The exercise: Give the lines of the listing as a numbered list, leaving out blank lines, starting at the line containing "Check that every instance of the gold" and ending at the line containing "Check that every instance of the lace".
::::
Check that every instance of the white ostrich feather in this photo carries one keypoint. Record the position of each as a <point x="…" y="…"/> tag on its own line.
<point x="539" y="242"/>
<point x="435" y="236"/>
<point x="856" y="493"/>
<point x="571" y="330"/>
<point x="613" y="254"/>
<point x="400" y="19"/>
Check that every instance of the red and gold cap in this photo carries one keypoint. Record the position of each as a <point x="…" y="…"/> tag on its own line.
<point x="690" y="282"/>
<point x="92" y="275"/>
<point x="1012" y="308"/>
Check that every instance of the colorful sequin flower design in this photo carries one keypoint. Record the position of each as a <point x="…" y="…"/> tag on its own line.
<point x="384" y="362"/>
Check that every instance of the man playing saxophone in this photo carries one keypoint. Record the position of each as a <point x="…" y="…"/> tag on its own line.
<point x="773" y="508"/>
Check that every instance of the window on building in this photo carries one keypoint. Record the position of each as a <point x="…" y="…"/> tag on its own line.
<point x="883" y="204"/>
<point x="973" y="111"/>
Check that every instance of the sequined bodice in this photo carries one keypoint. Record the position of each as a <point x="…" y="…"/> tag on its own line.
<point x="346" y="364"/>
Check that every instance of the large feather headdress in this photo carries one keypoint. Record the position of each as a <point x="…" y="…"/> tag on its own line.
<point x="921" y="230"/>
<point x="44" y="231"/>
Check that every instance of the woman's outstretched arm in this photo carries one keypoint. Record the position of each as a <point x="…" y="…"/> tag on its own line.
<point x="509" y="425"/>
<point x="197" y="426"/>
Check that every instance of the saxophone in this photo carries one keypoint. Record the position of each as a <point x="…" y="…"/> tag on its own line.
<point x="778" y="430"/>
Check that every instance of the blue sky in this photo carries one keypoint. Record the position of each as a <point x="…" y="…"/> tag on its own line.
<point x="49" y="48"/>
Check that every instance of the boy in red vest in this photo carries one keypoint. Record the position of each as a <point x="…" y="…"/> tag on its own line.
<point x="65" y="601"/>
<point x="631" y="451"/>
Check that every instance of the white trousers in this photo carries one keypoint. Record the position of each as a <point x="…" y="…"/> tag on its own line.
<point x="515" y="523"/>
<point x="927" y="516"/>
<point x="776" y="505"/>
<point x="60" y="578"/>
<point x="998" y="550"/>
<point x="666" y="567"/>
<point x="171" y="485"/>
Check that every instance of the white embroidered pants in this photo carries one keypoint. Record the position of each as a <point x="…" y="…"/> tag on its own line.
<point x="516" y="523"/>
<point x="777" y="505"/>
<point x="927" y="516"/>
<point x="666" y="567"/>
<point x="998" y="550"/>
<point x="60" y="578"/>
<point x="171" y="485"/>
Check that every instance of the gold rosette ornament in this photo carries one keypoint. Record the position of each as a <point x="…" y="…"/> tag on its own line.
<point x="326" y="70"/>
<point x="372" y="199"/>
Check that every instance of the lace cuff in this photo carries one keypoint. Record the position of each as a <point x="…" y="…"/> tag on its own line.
::::
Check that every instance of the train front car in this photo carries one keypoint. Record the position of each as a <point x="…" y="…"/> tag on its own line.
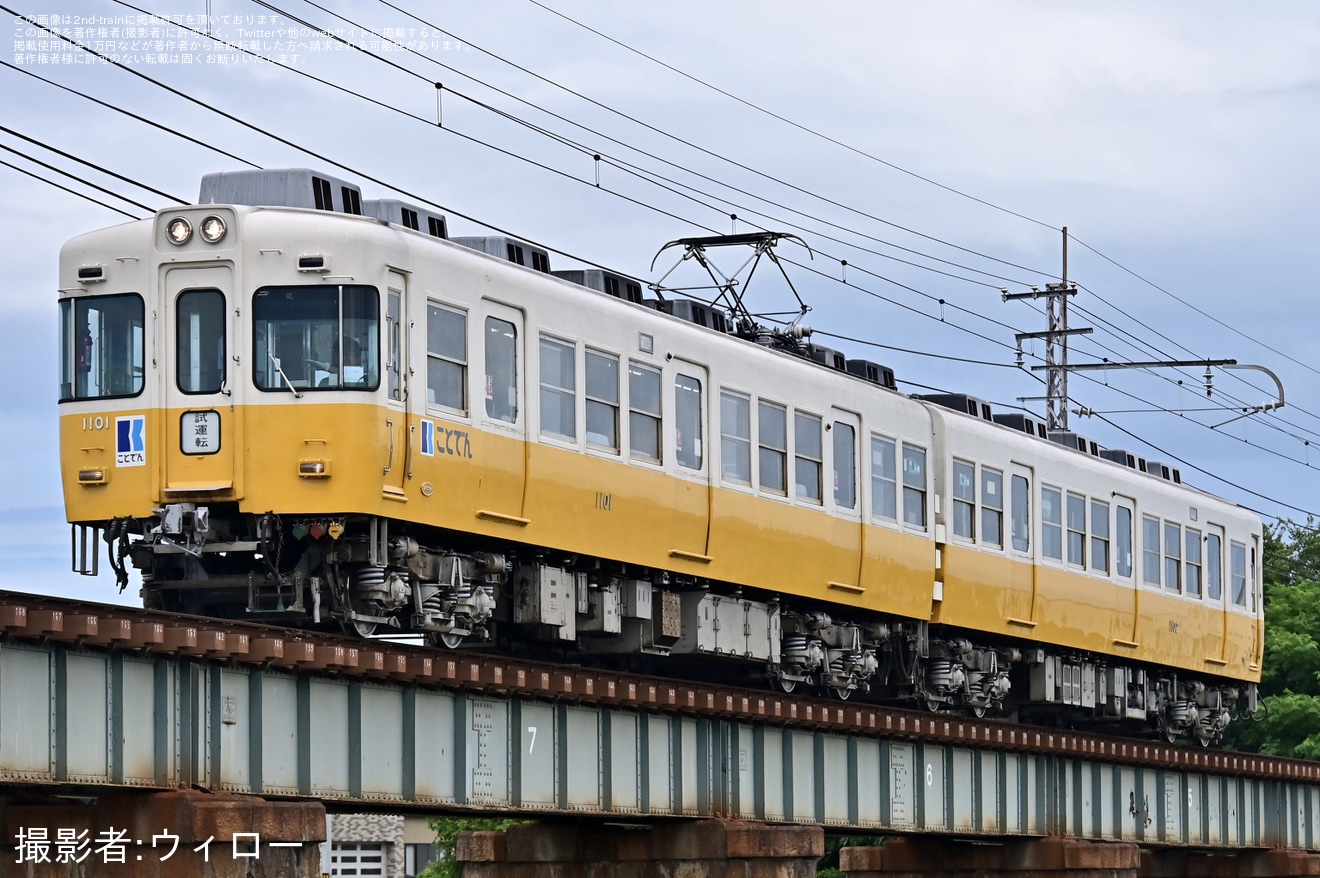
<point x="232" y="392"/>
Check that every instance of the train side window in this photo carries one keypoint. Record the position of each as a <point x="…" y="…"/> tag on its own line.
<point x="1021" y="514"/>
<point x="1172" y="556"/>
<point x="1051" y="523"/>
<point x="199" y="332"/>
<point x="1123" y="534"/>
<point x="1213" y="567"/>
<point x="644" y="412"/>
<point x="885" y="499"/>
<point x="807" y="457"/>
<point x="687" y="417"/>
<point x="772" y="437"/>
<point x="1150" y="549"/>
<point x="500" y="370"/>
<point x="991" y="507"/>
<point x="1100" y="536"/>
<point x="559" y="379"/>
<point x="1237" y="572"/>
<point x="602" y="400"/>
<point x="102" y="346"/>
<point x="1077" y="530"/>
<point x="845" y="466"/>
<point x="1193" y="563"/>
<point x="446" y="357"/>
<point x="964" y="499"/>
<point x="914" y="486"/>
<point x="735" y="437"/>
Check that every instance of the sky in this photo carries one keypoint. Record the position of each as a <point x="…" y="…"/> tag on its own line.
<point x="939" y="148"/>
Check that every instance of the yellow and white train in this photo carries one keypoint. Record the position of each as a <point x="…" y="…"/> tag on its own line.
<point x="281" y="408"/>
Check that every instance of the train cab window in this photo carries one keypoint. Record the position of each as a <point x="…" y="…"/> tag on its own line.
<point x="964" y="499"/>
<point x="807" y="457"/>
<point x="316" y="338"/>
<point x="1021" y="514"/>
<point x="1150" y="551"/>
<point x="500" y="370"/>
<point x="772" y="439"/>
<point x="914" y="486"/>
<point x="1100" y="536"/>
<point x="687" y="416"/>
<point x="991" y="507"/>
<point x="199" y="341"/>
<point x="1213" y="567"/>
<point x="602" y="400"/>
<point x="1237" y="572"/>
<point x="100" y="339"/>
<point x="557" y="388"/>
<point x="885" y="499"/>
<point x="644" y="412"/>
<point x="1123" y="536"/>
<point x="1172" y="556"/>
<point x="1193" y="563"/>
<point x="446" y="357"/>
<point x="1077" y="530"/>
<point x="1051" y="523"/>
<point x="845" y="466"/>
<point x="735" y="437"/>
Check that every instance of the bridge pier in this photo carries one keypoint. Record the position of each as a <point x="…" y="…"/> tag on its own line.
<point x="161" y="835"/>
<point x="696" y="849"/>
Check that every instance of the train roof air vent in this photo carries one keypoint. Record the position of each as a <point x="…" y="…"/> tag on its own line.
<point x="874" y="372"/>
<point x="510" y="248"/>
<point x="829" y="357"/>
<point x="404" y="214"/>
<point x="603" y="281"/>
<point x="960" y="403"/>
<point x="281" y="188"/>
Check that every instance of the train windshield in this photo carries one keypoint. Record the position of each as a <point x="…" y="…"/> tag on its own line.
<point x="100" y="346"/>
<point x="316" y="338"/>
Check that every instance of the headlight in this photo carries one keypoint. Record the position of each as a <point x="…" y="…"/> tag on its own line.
::::
Completed task:
1. Check that every instance of the gold rosette ornament in this photo carries one keypoint. Record the position of each as a <point x="…" y="…"/> tag on its own line.
2. <point x="326" y="70"/>
3. <point x="372" y="199"/>
4. Check that every instance of the lace cuff in this photo carries one keypoint. Record the position of each as a <point x="…" y="…"/> tag on its own line.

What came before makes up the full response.